***** LISTING *****
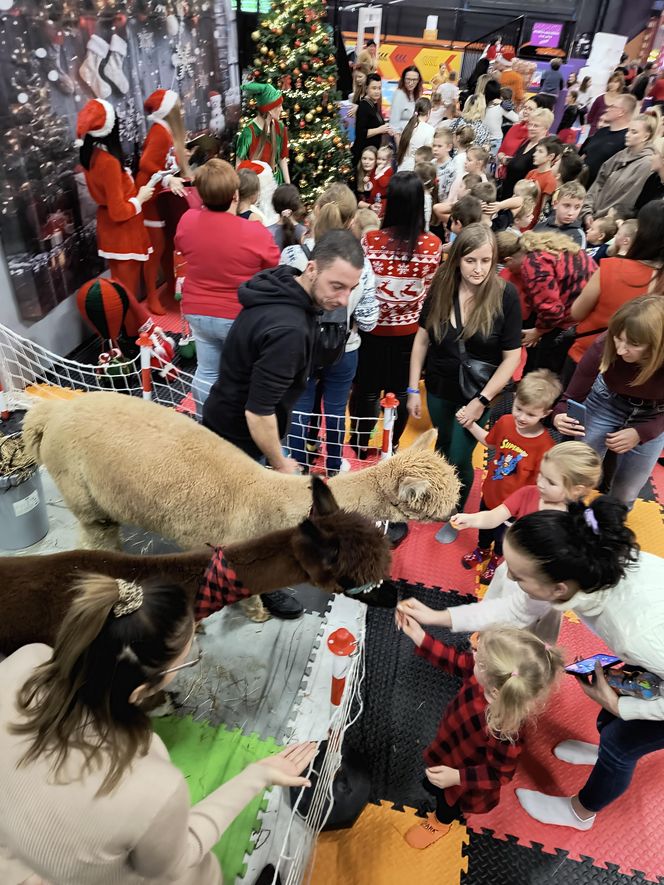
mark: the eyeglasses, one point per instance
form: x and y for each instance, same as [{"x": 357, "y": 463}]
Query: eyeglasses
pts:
[{"x": 195, "y": 658}]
*****
§ WHAT THIS TASK INVOLVES:
Could you write out every line of the records again, requests included, with each x and y coordinate in the answers scaled by 0.35 and rounded to a whole number, halves going up? Leave the pictures out, and keep the sample coordinates in the format lines unchanged.

§ RESULT BELOW:
mark: the eyeglasses, one point per instance
form: x and y for each instance, same as [{"x": 357, "y": 463}]
Query: eyeglasses
pts:
[{"x": 68, "y": 230}]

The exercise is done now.